**Problem to solve**
From the story about the Upsy Daisy toy lost in a river, pull out everything from "We hit up Argos" down to "us. Thanks Mum.", copying it word for word.
── Document section
The Murder of Upsy Daisy

So your kid loves to throw their toys around. But it’s fun and games no more when it ends in a river.

Going away is always good. It would be a lie to say it’s not stressful and doesn’t involve an ill-equipped Virgin train, and endless torrent of steps and at least two meltdowns. But it’s worth it.

Things are going so well, and you’ve even waltzed away with a National Trust membership because well, you’re a mature and educated citizen now. Or so you tell yourself. it’s nice to finally be outside in a green space not convoluted with grey. We do some walking, take some photos- everything is chill. That is, until we encounter a bridge with a river flowing underneath. There’s nothing wrong with the river, just the crime that’s about to take place in it.

I’m about to take a cute photo of my daughter holding her favourite Upsy Daisy toy looking over the river, but before I even get the chance poor Upsy Daisy has become victim to a homicide. She is lying face down in the river. The murderer has finally realised the consequence of her action and is looking at me and her Dad as if we were the ones who catapulted the In The Night Garden resident into the water. She is now screaming at us and people are looking. “She did it” we reassure them. I’m sure my father would agree that this was payback for doing the same thing to his favourite specs 23 odd years ago.

There is nothing we can do. A few people told us we could always fish her out if we borrowed a rake (how?) But I’d rather not take home an Upsy Daisy with Weil’s disease. All that’s left for us to do is to call on the trusty Roman god that is Argos. We will just pretend that Upsy Daisy has gone shopping. Arielle will soon forget about her. Wrong.

We hit up Argos in the town centre and we have just got Arielle to calm down. The kind lady at Click and Collect goes round the back and presents me with Iggle Piggle. This can’t be right I think to myself. But there are no Upsy Daisies left. We give in and pass the imposter to our daughter who can see through the BS. She squints at the blue monster as if to say “you’re not making a mug of me” but accepts it as a side piece to her already frivolous collection. Oh dear. I am now 10 pounds down which wouldn’t matter so much if I wasn’t always a tenner down.

It’s now 10.00pm and we have only just managed to get Arielle to bed. We are exhausted. As if by the workings of a guardian angel, my phone lights up to tell me that there’s an Upsy Daisy waiting for us. Thanks Mum.
────
── Data extracts
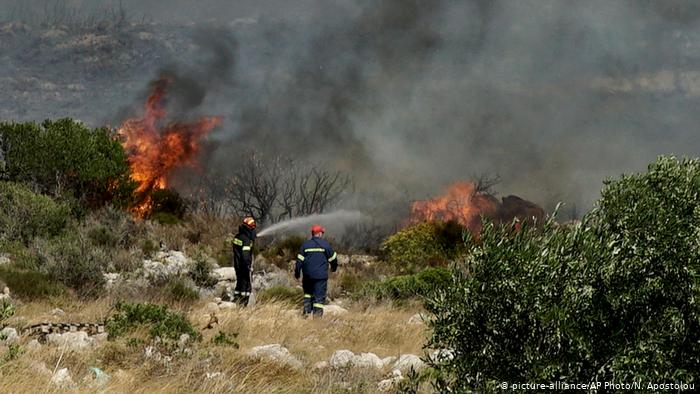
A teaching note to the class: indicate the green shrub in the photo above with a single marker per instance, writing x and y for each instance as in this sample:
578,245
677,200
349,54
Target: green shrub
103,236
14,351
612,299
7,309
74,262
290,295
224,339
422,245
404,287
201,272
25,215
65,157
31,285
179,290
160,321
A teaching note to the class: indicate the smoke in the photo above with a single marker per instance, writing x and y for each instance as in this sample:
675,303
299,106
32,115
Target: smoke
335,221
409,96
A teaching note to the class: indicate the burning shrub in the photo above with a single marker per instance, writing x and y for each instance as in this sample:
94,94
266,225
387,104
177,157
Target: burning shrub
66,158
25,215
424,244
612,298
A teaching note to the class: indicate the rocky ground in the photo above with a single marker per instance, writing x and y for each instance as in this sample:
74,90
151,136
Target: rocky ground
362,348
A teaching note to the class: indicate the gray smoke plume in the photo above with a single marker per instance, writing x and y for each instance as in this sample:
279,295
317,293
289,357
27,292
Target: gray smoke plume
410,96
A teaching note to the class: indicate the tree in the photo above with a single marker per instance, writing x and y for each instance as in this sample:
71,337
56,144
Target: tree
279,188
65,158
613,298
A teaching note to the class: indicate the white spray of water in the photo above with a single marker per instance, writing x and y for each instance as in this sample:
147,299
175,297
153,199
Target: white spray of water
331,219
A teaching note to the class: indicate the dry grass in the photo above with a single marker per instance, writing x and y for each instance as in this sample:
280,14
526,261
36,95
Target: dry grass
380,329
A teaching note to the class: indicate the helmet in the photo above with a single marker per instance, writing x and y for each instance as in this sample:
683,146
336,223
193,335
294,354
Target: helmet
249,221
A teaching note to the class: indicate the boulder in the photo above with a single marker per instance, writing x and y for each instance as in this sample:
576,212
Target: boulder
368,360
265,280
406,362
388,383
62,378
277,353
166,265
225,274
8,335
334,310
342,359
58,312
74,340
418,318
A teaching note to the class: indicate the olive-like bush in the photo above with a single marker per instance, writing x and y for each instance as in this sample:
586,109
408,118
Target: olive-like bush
────
── Data extracts
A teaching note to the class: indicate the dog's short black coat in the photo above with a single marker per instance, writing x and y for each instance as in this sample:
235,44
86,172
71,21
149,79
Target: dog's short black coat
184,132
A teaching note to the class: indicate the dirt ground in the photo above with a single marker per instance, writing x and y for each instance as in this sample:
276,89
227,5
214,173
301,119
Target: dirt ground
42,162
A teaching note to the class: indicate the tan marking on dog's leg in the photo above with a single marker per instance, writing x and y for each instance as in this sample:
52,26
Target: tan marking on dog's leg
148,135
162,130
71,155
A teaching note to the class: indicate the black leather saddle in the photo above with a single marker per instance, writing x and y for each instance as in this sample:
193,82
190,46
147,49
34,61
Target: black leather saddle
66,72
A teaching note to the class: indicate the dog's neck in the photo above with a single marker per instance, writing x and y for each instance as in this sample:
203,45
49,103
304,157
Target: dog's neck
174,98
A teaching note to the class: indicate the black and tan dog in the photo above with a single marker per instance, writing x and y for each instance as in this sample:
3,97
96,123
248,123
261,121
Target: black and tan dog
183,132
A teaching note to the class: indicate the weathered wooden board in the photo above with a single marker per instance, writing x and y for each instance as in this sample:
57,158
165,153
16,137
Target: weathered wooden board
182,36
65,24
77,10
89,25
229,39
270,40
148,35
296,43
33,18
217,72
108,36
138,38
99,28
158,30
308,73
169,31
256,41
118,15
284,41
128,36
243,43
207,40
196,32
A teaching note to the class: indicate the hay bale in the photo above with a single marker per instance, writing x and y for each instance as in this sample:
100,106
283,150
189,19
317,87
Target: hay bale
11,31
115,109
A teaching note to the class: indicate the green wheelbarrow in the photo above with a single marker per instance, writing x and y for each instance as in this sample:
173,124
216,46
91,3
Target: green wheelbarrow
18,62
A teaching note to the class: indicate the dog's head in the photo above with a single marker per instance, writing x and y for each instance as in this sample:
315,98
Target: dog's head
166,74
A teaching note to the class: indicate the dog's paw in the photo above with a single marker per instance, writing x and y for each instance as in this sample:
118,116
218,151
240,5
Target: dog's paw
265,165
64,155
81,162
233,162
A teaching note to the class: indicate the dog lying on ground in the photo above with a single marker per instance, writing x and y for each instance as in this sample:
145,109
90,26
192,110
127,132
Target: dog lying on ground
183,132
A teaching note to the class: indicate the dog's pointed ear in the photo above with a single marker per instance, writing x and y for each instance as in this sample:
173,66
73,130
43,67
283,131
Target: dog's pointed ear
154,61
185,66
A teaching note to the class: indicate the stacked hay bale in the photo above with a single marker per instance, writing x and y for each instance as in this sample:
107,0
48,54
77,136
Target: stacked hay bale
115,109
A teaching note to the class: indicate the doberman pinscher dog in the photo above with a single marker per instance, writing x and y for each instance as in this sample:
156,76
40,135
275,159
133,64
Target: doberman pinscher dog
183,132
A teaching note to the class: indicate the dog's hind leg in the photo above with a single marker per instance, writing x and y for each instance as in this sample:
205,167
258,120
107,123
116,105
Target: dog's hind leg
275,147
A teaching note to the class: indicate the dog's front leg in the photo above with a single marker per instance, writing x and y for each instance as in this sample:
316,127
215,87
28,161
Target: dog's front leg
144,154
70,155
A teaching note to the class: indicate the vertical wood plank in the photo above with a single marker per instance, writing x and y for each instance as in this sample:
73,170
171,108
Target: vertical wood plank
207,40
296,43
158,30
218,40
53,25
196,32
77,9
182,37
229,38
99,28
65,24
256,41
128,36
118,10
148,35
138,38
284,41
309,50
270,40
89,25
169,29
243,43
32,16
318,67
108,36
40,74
────
── Data extracts
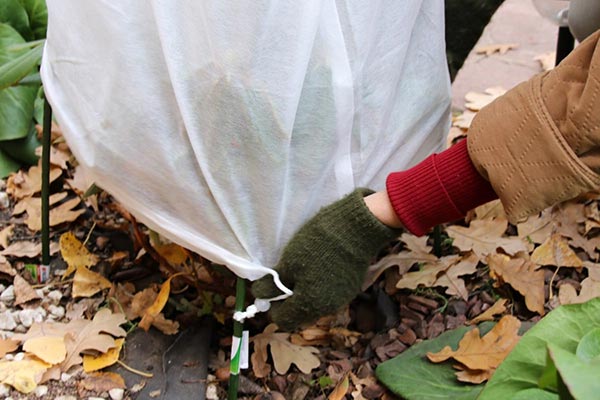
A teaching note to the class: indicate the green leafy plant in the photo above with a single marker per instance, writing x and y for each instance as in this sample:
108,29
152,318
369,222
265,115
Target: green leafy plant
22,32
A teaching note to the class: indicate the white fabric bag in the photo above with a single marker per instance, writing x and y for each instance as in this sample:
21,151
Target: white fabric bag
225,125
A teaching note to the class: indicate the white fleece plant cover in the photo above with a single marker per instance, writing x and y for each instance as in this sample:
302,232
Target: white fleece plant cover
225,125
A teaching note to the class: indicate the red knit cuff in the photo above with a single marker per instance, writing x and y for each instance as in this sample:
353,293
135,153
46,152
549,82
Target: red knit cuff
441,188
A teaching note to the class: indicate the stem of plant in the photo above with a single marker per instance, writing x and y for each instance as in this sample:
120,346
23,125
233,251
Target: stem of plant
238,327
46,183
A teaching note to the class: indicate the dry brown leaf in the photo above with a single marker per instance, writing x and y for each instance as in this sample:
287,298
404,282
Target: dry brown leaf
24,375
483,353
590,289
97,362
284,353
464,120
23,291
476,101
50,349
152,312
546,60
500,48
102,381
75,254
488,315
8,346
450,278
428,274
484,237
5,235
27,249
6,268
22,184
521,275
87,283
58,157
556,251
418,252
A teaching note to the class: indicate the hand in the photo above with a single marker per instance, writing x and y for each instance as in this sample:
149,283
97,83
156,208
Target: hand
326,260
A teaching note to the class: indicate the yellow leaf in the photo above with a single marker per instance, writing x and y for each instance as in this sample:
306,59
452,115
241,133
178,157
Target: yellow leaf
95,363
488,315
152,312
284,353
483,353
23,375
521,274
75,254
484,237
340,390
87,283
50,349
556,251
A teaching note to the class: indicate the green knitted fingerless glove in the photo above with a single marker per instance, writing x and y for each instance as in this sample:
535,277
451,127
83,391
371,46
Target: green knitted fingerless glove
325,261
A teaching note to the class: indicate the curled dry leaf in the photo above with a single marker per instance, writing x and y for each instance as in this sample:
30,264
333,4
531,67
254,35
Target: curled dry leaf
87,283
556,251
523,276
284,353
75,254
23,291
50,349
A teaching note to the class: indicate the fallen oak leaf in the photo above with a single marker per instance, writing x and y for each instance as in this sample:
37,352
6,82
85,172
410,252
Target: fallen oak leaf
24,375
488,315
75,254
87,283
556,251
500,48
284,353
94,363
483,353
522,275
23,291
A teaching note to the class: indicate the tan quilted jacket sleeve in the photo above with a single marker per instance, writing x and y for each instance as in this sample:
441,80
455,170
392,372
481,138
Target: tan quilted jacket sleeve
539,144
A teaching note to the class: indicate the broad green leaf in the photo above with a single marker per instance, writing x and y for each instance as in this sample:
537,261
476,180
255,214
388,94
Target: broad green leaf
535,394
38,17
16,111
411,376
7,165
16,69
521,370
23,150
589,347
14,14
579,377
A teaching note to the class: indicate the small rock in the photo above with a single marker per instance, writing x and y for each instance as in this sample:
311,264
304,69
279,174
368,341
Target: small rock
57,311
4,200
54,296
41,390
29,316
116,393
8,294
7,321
────
**Answer below**
We hit up Argos in the town centre and we have just got Arielle to calm down. The kind lady at Click and Collect goes round the back and presents me with Iggle Piggle. This can’t be right I think to myself. But there are no Upsy Daisies left. We give in and pass the imposter to our daughter who can see through the BS. She squints at the blue monster as if to say “you’re not making a mug of me” but accepts it as a side piece to her already frivolous collection. Oh dear. I am now 10 pounds down which wouldn’t matter so much if I wasn’t always a tenner down.

It’s now 10.00pm and we have only just managed to get Arielle to bed. We are exhausted. As if by the workings of a guardian angel, my phone lights up to tell me that there’s an Upsy Daisy waiting for us. Thanks Mum.